▶ Exercise brief
Extract every one of the lines below verbatim, leaving none out.

Stored data entries
/---

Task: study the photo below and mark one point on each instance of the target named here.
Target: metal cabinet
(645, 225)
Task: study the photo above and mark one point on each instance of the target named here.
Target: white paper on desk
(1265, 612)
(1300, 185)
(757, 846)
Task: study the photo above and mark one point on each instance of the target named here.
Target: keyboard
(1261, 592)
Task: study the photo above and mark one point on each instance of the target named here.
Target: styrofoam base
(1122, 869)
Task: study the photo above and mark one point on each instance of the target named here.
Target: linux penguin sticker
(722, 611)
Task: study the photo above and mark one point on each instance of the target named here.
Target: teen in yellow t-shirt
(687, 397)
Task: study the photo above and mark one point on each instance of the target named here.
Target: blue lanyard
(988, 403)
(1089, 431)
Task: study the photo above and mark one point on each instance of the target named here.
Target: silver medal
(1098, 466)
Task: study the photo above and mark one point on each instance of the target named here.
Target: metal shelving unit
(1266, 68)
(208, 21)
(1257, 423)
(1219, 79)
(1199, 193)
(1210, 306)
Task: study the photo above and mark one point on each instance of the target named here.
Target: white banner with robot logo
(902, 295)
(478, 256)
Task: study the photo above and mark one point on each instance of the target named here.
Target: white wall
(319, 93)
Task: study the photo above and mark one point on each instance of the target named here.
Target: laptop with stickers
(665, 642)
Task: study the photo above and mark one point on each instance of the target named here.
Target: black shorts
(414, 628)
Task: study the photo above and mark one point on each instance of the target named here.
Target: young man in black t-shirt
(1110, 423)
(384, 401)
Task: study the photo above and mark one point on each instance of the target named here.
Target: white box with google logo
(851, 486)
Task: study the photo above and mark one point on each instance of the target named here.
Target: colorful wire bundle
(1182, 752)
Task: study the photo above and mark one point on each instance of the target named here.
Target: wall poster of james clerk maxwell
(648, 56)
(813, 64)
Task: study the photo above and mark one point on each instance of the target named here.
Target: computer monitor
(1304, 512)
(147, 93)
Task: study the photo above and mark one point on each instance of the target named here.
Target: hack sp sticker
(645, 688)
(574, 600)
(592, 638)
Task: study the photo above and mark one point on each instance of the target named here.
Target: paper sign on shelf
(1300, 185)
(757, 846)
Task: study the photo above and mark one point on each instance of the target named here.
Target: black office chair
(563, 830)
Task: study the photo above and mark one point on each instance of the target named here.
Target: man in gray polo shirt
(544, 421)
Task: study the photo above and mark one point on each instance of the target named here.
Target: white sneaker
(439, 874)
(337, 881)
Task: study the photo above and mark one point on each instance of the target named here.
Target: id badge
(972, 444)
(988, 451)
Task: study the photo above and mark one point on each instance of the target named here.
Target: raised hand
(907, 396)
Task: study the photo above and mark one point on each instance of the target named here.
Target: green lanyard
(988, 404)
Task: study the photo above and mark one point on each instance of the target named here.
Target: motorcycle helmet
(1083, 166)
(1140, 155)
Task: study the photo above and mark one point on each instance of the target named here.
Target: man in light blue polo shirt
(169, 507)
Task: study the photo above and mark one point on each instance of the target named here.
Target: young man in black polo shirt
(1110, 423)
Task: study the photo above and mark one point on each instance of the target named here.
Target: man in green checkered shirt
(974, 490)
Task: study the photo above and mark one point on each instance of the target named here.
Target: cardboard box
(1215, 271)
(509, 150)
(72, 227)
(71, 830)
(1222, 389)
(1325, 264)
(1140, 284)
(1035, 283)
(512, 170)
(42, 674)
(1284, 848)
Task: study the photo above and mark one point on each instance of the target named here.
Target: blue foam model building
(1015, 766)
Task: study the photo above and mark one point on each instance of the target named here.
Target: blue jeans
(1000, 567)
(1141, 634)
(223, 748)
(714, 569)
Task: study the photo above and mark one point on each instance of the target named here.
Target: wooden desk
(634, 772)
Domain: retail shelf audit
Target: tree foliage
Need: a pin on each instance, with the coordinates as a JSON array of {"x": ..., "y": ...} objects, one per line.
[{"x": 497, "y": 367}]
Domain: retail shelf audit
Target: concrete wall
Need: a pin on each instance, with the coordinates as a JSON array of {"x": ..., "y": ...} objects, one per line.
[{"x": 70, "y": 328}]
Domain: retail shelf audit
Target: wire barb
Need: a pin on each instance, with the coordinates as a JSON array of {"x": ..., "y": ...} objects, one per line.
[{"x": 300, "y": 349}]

\---

▶ Written reply
Task: study the photo below and mark one point on each instance of the target named here.
Target: metal cabinet
(645, 225)
Task: study the photo above and mark one point on each instance of the target named here.
Target: white paper on desk
(1265, 612)
(1300, 185)
(757, 846)
Task: study the photo above and mark one point on each instance of the target named here.
Target: keyboard
(1261, 592)
Task: study the photo above and mark one point on each instance of the target named here.
Target: styrofoam base
(1122, 869)
Task: study the photo above and mark one point on each instance of the target named here.
Target: linux penguin sticker
(722, 611)
Task: study the photo above and mark one point on each instance of the target named here.
Target: teen in yellow t-shirt
(687, 397)
Task: study the photo above and mark one point on each instance of the target named here.
Target: blue lanyard
(988, 403)
(1089, 431)
Task: study the photo above and mark one point on each instance of the target named here.
Target: silver medal
(1098, 466)
Task: study the photo above and mark one point on each instance of the target named here.
Target: metal shelving unit
(1266, 68)
(208, 21)
(1257, 423)
(1219, 79)
(1199, 193)
(1210, 306)
Task: study the photo above and mark one point on each instance of the target named here.
Target: white banner with robot logo
(902, 295)
(478, 256)
Task: study the photo above and mark one point on each instance of the target named here.
Target: white wall
(319, 93)
Task: study the photo above and mark one point on each instance of the target named here.
Target: laptop with stickers
(665, 642)
Task: study the photo above and mark one point on each instance of the target named here.
Target: black shorts
(414, 628)
Task: study the photo above and mark one point on each instance of the target named here.
Target: young man in black t-shirt
(1110, 423)
(384, 401)
Task: study the photo above and mark one point on each instance of the target named here.
Target: white box with google logo
(851, 486)
Task: study the photo above and mark one point on each instance of the target named here.
Target: colorful wire bundle
(1182, 752)
Task: study the photo above and mark one point on each instance of the target named here.
Target: wall poster of james clerk maxwell
(648, 56)
(813, 64)
Task: study the photo above and mark one point on each instance of the target named here.
Target: computer monitor
(1304, 512)
(147, 93)
Task: study the photo above and mark one point on each instance of the target named here.
Target: hack sp sticker
(645, 688)
(574, 600)
(592, 638)
Task: study the photo above and mark one point on each instance of the target named here.
Target: paper sign on shelf
(1300, 185)
(757, 846)
Task: study the photo above and mark one point on each instance of the target named here.
Target: black office chair
(563, 830)
Task: study the photo above and mark one point on each instance of the target named here.
Target: man in gray polo shirt
(544, 421)
Task: study the photo above and mark one point on each instance of the target named here.
Target: white sneaker
(439, 874)
(337, 881)
Task: study the photo above and mark one point on each instance of the target named here.
Target: id badge
(972, 444)
(988, 451)
Task: study the photo above and mark one point on each instance of the target named here.
Target: raised hand
(907, 396)
Task: study the photo above and mark one point on each instance of the target named here.
Target: green lanyard
(988, 404)
Task: study the photo above and mark one point on each instance of the target named here.
Target: motorcycle helmet
(1083, 166)
(1140, 155)
Task: study the photo above and mark one point on each instance of the target named here.
Target: man in light blue polo shirt
(169, 507)
Task: study the photo above and mark one point on each instance of the target named here.
Target: young man in black polo shirt
(1110, 423)
Task: study the photo above and mark one point on each instance of the target named here.
Target: man in green checkered shirt
(974, 490)
Task: study the photo above and mark one point on each instance of the target named here.
Target: cardboard box
(1215, 271)
(509, 150)
(72, 227)
(71, 830)
(1222, 389)
(1325, 264)
(1140, 284)
(1035, 283)
(512, 170)
(42, 674)
(1284, 848)
Task: study the photo above and mark one point on each instance of the target named here.
Target: blue foam model building
(1015, 766)
Task: study the photo above and mark one point on each instance of the target named here.
Target: blue jeans
(1000, 567)
(1141, 634)
(223, 748)
(714, 569)
Task: study the photo above and mark one point on each instance of the target named here.
Target: wooden desk
(634, 772)
Domain: retail shelf audit
Target: tree foliage
Need: a pin on each instance, with the coordinates as a JSON array of {"x": ..., "y": ...} objects, one per line.
[{"x": 497, "y": 367}]
Domain: retail shelf audit
Target: concrete wall
Need: a pin on each instance, with the coordinates as a JSON array of {"x": ..., "y": ...} objects, one per line.
[{"x": 70, "y": 328}]
Domain: retail shelf audit
Target: wire barb
Need: a pin on each instance, with the coordinates as a JSON array of {"x": ..., "y": ...} objects, one per line.
[{"x": 300, "y": 349}]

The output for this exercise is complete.